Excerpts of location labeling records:
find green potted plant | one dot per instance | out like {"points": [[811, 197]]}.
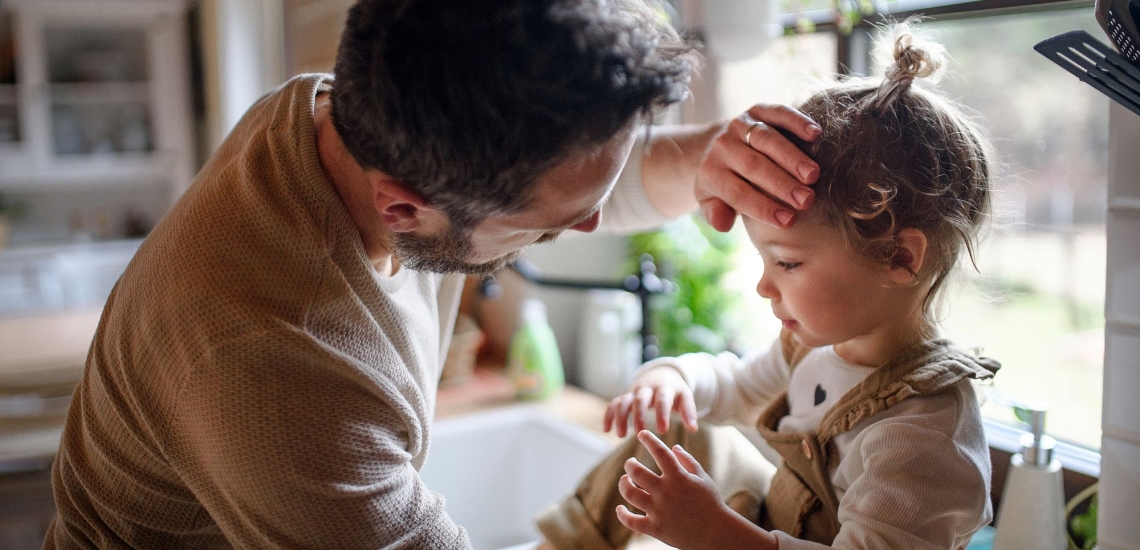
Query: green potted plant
{"points": [[1082, 519], [695, 258]]}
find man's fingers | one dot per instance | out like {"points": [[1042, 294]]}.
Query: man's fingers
{"points": [[634, 494], [766, 171], [719, 215], [661, 454], [788, 118], [772, 145], [747, 200]]}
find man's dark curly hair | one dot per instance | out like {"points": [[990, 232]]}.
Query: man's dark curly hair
{"points": [[467, 102]]}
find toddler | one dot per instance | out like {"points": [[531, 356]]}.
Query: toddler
{"points": [[873, 414]]}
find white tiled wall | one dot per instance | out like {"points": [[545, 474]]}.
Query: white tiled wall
{"points": [[1120, 466]]}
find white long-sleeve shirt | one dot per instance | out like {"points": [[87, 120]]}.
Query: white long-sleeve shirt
{"points": [[914, 476]]}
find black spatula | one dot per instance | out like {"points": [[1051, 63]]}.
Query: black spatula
{"points": [[1096, 64]]}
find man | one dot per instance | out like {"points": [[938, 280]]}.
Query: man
{"points": [[265, 372]]}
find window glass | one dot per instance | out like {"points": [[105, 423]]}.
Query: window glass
{"points": [[1036, 300]]}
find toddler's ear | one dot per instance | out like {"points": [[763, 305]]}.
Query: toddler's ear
{"points": [[910, 251]]}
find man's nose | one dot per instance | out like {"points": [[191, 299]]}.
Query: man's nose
{"points": [[589, 225]]}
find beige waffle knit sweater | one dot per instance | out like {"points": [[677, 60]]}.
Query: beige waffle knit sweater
{"points": [[253, 381]]}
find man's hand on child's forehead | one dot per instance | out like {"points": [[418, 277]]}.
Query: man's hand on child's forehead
{"points": [[755, 170]]}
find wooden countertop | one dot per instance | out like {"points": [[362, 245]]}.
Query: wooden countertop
{"points": [[489, 389]]}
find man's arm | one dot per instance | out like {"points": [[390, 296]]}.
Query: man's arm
{"points": [[725, 170]]}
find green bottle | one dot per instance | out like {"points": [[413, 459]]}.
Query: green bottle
{"points": [[534, 363]]}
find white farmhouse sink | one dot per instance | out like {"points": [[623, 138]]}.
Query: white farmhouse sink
{"points": [[498, 469]]}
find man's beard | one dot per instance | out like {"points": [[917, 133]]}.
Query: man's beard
{"points": [[445, 252]]}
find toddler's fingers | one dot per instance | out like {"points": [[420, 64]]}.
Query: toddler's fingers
{"points": [[610, 413], [642, 476], [661, 454], [664, 403], [687, 461], [634, 494], [621, 415], [641, 411], [634, 522], [686, 406]]}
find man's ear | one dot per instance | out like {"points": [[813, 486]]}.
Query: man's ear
{"points": [[910, 252], [400, 209]]}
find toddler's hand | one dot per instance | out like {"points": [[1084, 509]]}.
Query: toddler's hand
{"points": [[680, 506], [661, 388]]}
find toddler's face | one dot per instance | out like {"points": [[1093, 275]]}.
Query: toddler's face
{"points": [[823, 291]]}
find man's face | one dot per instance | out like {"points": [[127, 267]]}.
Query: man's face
{"points": [[568, 196]]}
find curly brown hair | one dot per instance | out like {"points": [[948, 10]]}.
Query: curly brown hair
{"points": [[896, 155], [467, 102]]}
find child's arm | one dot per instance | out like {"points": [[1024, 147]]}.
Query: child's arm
{"points": [[682, 507], [917, 479]]}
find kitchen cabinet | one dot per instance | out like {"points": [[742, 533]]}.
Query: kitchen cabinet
{"points": [[95, 94]]}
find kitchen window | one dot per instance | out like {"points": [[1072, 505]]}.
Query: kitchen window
{"points": [[1037, 302]]}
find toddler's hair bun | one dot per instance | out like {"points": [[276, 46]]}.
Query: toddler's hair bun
{"points": [[908, 56]]}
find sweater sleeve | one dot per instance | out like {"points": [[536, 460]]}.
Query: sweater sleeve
{"points": [[629, 208], [730, 389], [914, 486], [287, 445]]}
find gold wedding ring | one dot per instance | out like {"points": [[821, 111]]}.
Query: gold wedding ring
{"points": [[748, 135]]}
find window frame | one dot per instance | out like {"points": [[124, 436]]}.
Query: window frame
{"points": [[854, 58]]}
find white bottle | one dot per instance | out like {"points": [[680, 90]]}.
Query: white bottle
{"points": [[1032, 512]]}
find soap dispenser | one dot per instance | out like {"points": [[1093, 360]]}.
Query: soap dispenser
{"points": [[534, 363], [1032, 512]]}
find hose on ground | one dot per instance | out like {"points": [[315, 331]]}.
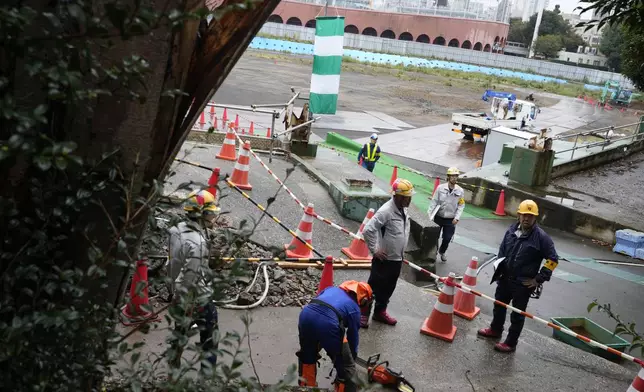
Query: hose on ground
{"points": [[227, 304]]}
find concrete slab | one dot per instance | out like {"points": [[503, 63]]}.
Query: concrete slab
{"points": [[435, 144]]}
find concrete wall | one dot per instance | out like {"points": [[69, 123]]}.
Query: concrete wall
{"points": [[551, 214], [609, 154], [418, 49], [428, 27]]}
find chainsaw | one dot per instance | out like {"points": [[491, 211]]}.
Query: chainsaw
{"points": [[380, 373]]}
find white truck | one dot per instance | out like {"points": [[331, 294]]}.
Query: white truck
{"points": [[515, 114]]}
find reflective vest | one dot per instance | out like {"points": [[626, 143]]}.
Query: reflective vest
{"points": [[371, 155]]}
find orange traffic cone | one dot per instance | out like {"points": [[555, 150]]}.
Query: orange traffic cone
{"points": [[327, 274], [436, 184], [358, 249], [638, 383], [240, 172], [439, 324], [212, 182], [132, 312], [464, 303], [202, 119], [500, 205], [394, 175], [296, 249], [227, 151]]}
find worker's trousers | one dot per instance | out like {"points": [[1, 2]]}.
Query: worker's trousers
{"points": [[207, 320], [382, 279], [448, 229], [336, 348], [510, 290]]}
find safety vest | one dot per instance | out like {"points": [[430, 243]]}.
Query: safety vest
{"points": [[371, 155]]}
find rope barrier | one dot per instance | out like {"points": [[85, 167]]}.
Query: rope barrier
{"points": [[315, 215], [528, 315], [279, 222]]}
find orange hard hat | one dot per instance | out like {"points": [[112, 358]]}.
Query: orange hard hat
{"points": [[362, 290]]}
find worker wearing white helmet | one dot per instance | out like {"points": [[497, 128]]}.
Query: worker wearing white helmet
{"points": [[446, 207], [370, 153]]}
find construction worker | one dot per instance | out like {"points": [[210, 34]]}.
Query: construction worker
{"points": [[331, 321], [188, 268], [386, 236], [524, 247], [370, 153], [446, 207]]}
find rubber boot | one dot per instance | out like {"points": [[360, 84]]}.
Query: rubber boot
{"points": [[384, 317], [489, 333], [308, 374]]}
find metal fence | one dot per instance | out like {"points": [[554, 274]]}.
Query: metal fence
{"points": [[418, 49]]}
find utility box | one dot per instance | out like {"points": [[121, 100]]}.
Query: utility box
{"points": [[531, 167]]}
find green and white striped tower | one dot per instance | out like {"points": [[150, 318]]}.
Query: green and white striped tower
{"points": [[327, 64]]}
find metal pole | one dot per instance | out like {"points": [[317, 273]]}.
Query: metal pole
{"points": [[270, 156], [574, 147]]}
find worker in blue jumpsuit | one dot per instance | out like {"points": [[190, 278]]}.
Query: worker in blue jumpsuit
{"points": [[525, 245], [331, 322], [370, 153]]}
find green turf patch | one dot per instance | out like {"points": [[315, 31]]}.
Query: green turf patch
{"points": [[385, 167]]}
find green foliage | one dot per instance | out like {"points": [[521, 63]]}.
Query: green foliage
{"points": [[71, 214], [611, 46], [548, 45], [622, 328], [552, 23]]}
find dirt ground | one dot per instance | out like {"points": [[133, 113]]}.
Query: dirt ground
{"points": [[416, 98], [618, 183]]}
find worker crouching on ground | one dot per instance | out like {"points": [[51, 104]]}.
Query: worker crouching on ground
{"points": [[322, 324], [188, 268], [524, 246], [370, 153], [386, 236], [446, 207]]}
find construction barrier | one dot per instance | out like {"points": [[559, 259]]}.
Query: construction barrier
{"points": [[568, 332]]}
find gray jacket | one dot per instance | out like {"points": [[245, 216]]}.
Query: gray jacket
{"points": [[450, 204], [388, 230], [188, 256]]}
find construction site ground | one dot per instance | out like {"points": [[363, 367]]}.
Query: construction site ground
{"points": [[469, 363]]}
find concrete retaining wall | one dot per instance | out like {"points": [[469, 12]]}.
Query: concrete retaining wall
{"points": [[551, 214], [409, 48], [609, 154]]}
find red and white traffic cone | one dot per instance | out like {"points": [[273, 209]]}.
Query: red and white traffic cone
{"points": [[242, 167], [358, 250], [296, 249], [440, 323], [133, 312], [465, 303]]}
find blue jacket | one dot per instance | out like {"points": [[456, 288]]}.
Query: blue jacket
{"points": [[321, 323], [524, 254]]}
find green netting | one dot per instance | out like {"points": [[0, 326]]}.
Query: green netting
{"points": [[384, 168]]}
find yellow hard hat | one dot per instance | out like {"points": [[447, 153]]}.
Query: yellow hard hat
{"points": [[528, 207], [402, 187], [200, 201]]}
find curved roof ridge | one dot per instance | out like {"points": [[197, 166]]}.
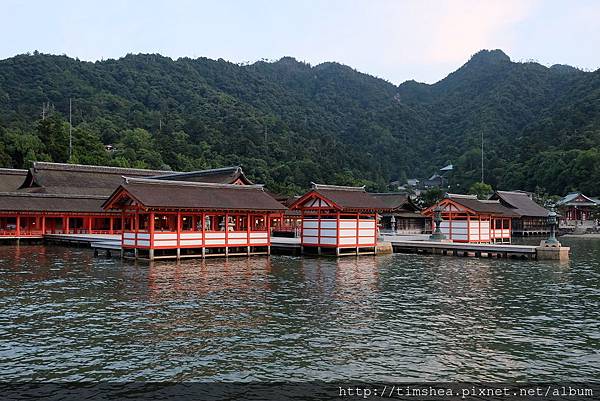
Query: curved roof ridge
{"points": [[94, 168], [152, 181], [233, 169], [13, 171], [336, 187], [51, 195]]}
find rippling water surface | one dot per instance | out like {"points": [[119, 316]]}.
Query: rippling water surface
{"points": [[65, 315]]}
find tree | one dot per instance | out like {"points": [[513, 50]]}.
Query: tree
{"points": [[24, 148], [54, 133], [430, 197], [481, 189]]}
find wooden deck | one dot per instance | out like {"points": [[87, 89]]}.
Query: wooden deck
{"points": [[111, 244], [465, 249]]}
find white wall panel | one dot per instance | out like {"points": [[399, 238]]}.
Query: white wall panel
{"points": [[237, 235], [348, 224], [367, 224], [158, 236], [215, 235], [328, 223], [191, 236], [310, 223], [259, 234], [189, 242], [165, 243], [311, 232], [309, 240], [215, 241]]}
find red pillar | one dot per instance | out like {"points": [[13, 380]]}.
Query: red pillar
{"points": [[151, 230], [179, 229]]}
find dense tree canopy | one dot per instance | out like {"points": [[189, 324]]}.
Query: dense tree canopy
{"points": [[289, 123]]}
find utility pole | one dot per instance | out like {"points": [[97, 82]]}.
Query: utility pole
{"points": [[70, 131], [266, 144], [482, 156]]}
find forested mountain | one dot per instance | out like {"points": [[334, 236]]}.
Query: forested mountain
{"points": [[289, 123]]}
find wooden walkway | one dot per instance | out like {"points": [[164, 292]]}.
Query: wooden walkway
{"points": [[284, 245], [464, 249]]}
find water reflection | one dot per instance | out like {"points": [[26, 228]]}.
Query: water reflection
{"points": [[65, 315]]}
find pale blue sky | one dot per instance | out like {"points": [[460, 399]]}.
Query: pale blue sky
{"points": [[394, 39]]}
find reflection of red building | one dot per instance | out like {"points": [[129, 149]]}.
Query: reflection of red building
{"points": [[164, 218], [342, 219], [468, 219]]}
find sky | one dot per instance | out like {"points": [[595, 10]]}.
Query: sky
{"points": [[396, 40]]}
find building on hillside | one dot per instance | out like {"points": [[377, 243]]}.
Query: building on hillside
{"points": [[11, 179], [468, 219], [339, 219], [165, 219], [403, 215], [577, 210], [532, 219], [59, 198]]}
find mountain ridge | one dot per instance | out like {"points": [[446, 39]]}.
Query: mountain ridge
{"points": [[291, 123]]}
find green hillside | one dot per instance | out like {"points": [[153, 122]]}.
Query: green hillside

## Exercise details
Copy out everything from the line containing "find pale blue" down to the end of the records, with no changes.

## Answer to this task
find pale blue sky | one dot per instance | out like {"points": [[460, 399]]}.
Query: pale blue sky
{"points": [[394, 39]]}
find reflection of red building | one dot per instance | out like {"points": [[129, 149]]}.
Query: reflection of red building
{"points": [[164, 218], [342, 219], [468, 219]]}
find sky | one dot per instance | out like {"points": [[595, 10]]}.
Query: sky
{"points": [[396, 40]]}
find building on hillside | one dot per instance | out like {"points": [[377, 243]]}.
Query: building on hillside
{"points": [[11, 179], [468, 219], [339, 219], [165, 219], [403, 215], [577, 210], [532, 219], [59, 198]]}
find mountain ridge | one dot per instance | out like {"points": [[446, 39]]}.
Query: mountain ridge
{"points": [[291, 123]]}
find green hillside | one dot per instance | out like {"points": [[153, 122]]}.
Query: green hillside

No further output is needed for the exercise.